[Source records]

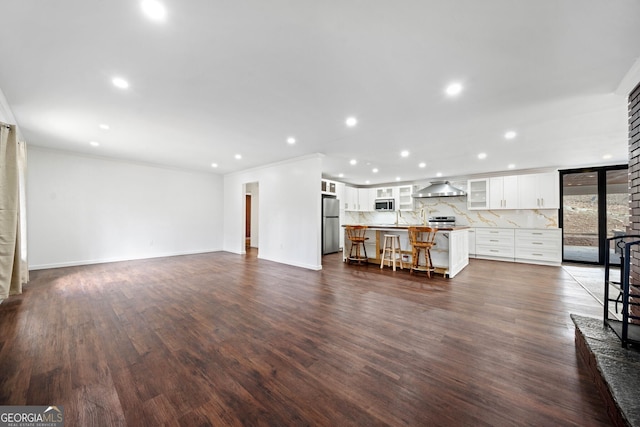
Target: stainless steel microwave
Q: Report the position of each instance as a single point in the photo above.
(385, 205)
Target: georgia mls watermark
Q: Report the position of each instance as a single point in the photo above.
(31, 416)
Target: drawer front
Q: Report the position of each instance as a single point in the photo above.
(553, 234)
(498, 251)
(482, 233)
(539, 255)
(538, 244)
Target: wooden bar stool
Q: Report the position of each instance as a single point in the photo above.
(356, 234)
(391, 247)
(422, 239)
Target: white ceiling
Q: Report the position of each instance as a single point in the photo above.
(220, 78)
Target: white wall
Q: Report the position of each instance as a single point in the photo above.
(84, 210)
(254, 189)
(289, 211)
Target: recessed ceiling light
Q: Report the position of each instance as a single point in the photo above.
(453, 89)
(154, 10)
(120, 82)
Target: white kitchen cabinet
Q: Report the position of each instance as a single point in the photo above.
(538, 246)
(539, 191)
(478, 194)
(366, 199)
(384, 193)
(340, 186)
(404, 201)
(495, 243)
(472, 242)
(350, 198)
(328, 187)
(503, 192)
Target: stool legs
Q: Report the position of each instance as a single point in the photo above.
(391, 246)
(415, 257)
(358, 257)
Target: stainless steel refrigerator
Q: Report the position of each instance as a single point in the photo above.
(330, 225)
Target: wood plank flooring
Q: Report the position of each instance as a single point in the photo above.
(224, 339)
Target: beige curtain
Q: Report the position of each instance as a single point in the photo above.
(14, 270)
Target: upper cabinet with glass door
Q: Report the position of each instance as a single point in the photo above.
(404, 201)
(478, 194)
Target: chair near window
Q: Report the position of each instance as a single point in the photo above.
(356, 235)
(422, 239)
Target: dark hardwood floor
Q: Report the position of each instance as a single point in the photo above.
(224, 339)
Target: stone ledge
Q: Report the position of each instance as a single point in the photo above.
(614, 369)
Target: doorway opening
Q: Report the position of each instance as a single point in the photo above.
(247, 221)
(251, 216)
(595, 206)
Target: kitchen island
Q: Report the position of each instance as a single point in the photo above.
(449, 256)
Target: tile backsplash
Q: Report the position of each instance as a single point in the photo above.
(457, 206)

### What to work on
Your answer must be a verbatim copy of the entries above, with no images included.

### Solution to the problem
Target: stainless steel microwave
Q: Report the position of each instance as a single point in the photo above.
(385, 205)
Target: georgia mls watermark
Q: Report the position of each instance as a single point in the photo above.
(31, 416)
Target: drawer front
Q: Report the position of each instance as a single point in the photo above.
(553, 234)
(498, 251)
(482, 233)
(539, 255)
(538, 244)
Target: wooden bar stool
Q: Report the position of each instance as a single point in the photo above.
(356, 234)
(391, 247)
(422, 239)
Target: white ceiling
Q: Report the position of each instance as a single point in the photo above.
(220, 78)
Target: white wall
Q: Report the position of each instance as a single point in the photo above.
(84, 210)
(254, 189)
(289, 211)
Target: recessed ceiling light
Q: Report the position of each instance as a single point in the photo above.
(453, 89)
(154, 10)
(120, 82)
Target: white kitchen cabinet
Q: Report the position of each instance as a single point in the photo above.
(538, 246)
(539, 191)
(478, 194)
(366, 199)
(384, 193)
(340, 186)
(404, 201)
(495, 243)
(472, 242)
(350, 198)
(328, 187)
(503, 192)
Target: stool legs
Q: Report the position of each instance as a single point in the photo above.
(391, 246)
(415, 257)
(358, 257)
Target: stainless steel refrigerator
Q: Report the position of each instance as a single point in the photo above.
(330, 225)
Target: wood plank flooring
Q: Report the position of each instance as a single point in the photo above.
(224, 339)
Target: beige curtain
Q: Report the position of each instance as a single point in the photo above.
(14, 270)
Target: upper cabinet with glass door
Q: Report the position of each instance as a single point in the photo above.
(404, 201)
(478, 194)
Target: chair near window
Q: Report the position of each instance as a single point in the photo above.
(356, 235)
(422, 239)
Target: dark hardwood floor
Q: Report the position of each instance as a single point in the photo above.
(224, 339)
Target: stone ledge
Q: Report the position of each instance as a single point in the photo above.
(614, 369)
Target: doorway opening
Q: Report the position of each instance as a single point in the photo above.
(247, 221)
(251, 216)
(595, 206)
Target: kitchen island
Q: Report the position of each instance as a single point in the photo above.
(449, 256)
Target: tile backsplash
Q: Report the position of each instance as a single point in the photo above.
(457, 206)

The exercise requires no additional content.